Set down, in full, every record in the block.

[Entries from a point annotation set]
>> Start

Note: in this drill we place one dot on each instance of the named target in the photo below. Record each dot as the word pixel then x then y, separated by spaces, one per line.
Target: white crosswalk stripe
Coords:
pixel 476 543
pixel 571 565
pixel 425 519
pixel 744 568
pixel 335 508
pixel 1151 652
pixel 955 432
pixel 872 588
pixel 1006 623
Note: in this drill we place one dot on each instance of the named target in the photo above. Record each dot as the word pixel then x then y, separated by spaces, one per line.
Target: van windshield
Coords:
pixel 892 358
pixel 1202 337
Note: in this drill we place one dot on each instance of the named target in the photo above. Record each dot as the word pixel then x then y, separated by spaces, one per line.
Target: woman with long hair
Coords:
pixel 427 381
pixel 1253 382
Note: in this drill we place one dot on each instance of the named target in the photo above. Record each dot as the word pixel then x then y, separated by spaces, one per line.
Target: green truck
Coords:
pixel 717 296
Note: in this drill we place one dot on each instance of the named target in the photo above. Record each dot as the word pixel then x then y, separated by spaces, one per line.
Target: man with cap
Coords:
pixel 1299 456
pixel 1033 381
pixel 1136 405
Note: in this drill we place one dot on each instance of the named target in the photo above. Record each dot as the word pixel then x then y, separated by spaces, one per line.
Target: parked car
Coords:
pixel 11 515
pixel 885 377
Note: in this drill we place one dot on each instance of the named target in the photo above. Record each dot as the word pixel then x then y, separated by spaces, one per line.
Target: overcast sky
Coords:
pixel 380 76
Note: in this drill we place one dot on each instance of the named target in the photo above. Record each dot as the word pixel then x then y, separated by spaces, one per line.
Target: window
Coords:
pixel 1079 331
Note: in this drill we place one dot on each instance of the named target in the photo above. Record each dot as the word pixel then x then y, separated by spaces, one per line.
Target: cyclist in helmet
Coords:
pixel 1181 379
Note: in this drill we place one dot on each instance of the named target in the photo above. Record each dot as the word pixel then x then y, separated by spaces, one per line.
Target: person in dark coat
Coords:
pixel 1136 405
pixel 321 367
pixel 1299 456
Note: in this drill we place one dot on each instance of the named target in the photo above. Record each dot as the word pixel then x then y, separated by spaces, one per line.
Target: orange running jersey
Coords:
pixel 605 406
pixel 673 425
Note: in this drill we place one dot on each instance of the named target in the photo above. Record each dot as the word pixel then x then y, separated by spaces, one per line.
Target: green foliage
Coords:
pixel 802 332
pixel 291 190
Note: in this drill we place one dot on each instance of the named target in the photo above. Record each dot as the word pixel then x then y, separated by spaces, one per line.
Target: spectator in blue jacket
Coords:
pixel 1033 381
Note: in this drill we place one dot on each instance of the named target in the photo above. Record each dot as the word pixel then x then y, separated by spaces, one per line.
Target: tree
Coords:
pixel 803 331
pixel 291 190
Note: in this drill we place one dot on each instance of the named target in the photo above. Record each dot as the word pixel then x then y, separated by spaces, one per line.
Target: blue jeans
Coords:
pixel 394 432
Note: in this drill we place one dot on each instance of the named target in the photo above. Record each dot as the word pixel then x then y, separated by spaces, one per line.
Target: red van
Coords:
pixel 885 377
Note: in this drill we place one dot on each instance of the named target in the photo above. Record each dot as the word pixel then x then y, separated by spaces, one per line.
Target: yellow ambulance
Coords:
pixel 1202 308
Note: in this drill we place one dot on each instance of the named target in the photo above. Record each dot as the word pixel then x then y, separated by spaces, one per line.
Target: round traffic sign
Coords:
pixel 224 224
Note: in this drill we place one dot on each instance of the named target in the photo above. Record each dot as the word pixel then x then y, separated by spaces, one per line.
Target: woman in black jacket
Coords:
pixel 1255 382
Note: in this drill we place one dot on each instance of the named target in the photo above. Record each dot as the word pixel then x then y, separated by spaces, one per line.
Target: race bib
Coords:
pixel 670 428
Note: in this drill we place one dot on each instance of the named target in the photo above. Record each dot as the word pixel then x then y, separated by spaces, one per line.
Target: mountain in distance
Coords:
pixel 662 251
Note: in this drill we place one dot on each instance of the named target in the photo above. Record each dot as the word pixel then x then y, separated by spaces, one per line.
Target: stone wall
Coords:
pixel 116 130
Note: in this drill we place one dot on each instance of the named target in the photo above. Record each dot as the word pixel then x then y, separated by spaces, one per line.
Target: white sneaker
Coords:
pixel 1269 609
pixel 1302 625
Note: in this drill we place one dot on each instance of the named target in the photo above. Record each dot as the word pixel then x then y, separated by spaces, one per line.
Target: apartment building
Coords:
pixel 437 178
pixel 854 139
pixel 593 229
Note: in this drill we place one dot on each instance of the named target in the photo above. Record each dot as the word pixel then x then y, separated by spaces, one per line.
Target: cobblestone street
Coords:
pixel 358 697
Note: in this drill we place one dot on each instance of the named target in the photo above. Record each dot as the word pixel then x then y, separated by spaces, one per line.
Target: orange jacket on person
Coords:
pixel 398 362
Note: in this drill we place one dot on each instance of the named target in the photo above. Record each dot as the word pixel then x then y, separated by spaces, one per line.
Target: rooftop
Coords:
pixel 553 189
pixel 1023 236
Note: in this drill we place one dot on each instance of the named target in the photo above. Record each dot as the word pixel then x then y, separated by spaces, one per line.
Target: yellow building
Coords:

>> End

[Task solution]
Note: in this drill we place one dot on each instance of the named target in the photo below. Record each dot as the word pixel then x then y, separated by spaces, one per line.
Target: white crosswalk stripe
Coords:
pixel 476 543
pixel 571 565
pixel 425 519
pixel 744 568
pixel 335 508
pixel 1151 652
pixel 955 432
pixel 872 588
pixel 1006 623
Note: in this drill we place one dot on each instance of the named target in the photo above. Record each dot as the word pixel then x then y, separated by spaces, one per line.
Target: van windshield
Coords:
pixel 892 358
pixel 1202 337
Note: in this drill we place one dot on each instance of the named target in the photo above. Record each dot as the word pixel then x then y, separated by spaces, one per line.
Target: woman with long hair
Coords:
pixel 427 381
pixel 1253 382
Note: in this drill we place one dot on each instance of the named target in the photo above. Record each dot as the word pixel then x then y, separated by spaces, one per line.
Target: green truck
Coords:
pixel 717 296
Note: in this drill we place one dot on each instance of the named target in the photo above. Record each dot as the word pixel then x then y, separated by spaces, one per line.
Target: man with cap
Coords:
pixel 1299 456
pixel 1033 381
pixel 1136 405
Note: in this drill we place one dot on each instance of the named target in the photo above. Record each dot as the word pixel then x then y, separated by spaces, one per line.
Target: parked car
Coords:
pixel 11 515
pixel 885 377
Note: in this drill we place one dot on each instance of the named target in the photo above. Record each dot as the word pixel then x then y, separated by spaces, one per line.
Target: overcast sky
Coords:
pixel 380 76
Note: in this drill we place one dot on each instance of the named target in the photo above. Record each dot as the word pixel then x then y, separated by spaces, one per line.
Target: window
Coords:
pixel 1079 331
Note: in this drill we place one dot on each instance of the named target in the photo above. Record each dot as the word pixel then x then y, separated by spaces, one per line.
Target: cyclist in helmet
Coords:
pixel 1181 379
Note: in this drill we place one dot on each instance of the named target in the photo above. Record each dot as the word pixel then x then y, separated by spaces, one per line.
Target: person in dark coat
Coords:
pixel 1136 405
pixel 321 367
pixel 1299 456
Note: in this drill we place one dot on each instance of the named target in the photo above. Record each dot as the word pixel then x then y, separated by spaces, one per line.
Target: orange running jersey
Coords:
pixel 605 406
pixel 673 425
Note: in this drill we place one dot on each instance of the named target in the photo above. Record each dot as the word pixel then x then y, separated by spaces, one per line.
Target: green foliage
Coords:
pixel 802 332
pixel 291 190
Note: in this drill we place one dot on each instance of the named target in the photo above. Record each dot as the word pixel then x then y, separated by spaces, one per line.
Target: spectator in blue jacket
Coords:
pixel 1033 381
Note: in this drill we place one dot on each instance of the named target in the photo above. Record each dot as the word pixel then x then y, separated by spaces, one per line.
Target: tree
Coords:
pixel 803 331
pixel 291 190
Note: in this drill we place one dot on each instance of the named target in the photo above. Record each dot as the word pixel then x then y, separated by spaces, one per line.
Target: blue jeans
Coords:
pixel 394 432
Note: in this drill we place one dot on each instance of the named target in the photo above. Record each dot as the word pixel then x then y, separated by spaces, one per line.
Target: red van
Coords:
pixel 885 377
Note: in this drill we place one dot on each instance of the named target in the photo above. Record each dot as the word pixel then x then y, separated by spaces, one per line.
Target: yellow ambulance
Coords:
pixel 1202 308
Note: in this drill we place one dot on each instance of the named target in the photo above. Record each dot as the word pixel then x then y, separated by spaces, one per line.
Target: round traffic sign
Coords:
pixel 224 224
Note: in this drill we place one dot on each instance of the named target in the photo above. Record each dot as the word pixel then x then y, separated by spaces, one per line.
Target: woman in black jacket
Coords:
pixel 1255 382
Note: in this drill we place one dot on each instance of the named target in the photo above. Record each dot as the word pixel then x then y, separated by spaces, one per line.
Target: race bib
Coords:
pixel 670 428
Note: in this drill we place one dot on each instance of the named target in the photo above. Record each dot as the word pixel then x then y, separated by spaces, one per line.
Target: mountain in distance
Coords:
pixel 662 251
Note: in this drill we place one dot on each instance of the named target in the photo above. Record each dot as the word pixel then x then y, separated by spaces, one per line.
Target: stone wall
Coords:
pixel 116 130
Note: in this drill we place one dot on each instance of the named target in the photo above. Record each dot as the word pixel then x then y, separated by spaces, one per line.
Target: white sneaker
Coords:
pixel 1269 609
pixel 1302 625
Note: in this drill we place one dot on each instance of the named target in the photo above. Record each dot as the word pixel then x then y, separated by spaces, one per line.
Target: apartment building
Coords:
pixel 437 178
pixel 854 139
pixel 593 229
Note: in this drill we place one dot on each instance of the named target in the photo above. Record each dot as the word pixel then x then y, separated by spaces, one per line.
Target: cobblestone street
Coords:
pixel 358 697
Note: in this drill we place one dot on each instance of the named target in the photo above. Record each dot as the word pixel then x then y, separated by spaces, one per line.
Target: orange jacket on person
Coords:
pixel 398 362
Note: in this drill we place one dot on each instance of the named target in the photo above. Record each dot as the word pixel then x then y, separated by spaces, one per line.
Target: rooftop
Coords:
pixel 553 189
pixel 1023 236
Note: in this drill we place one dot on each instance of the named target in the photo above. Record each dot as the word pixel then x then y, separated by spaces, one per line.
Target: yellow building
Coords:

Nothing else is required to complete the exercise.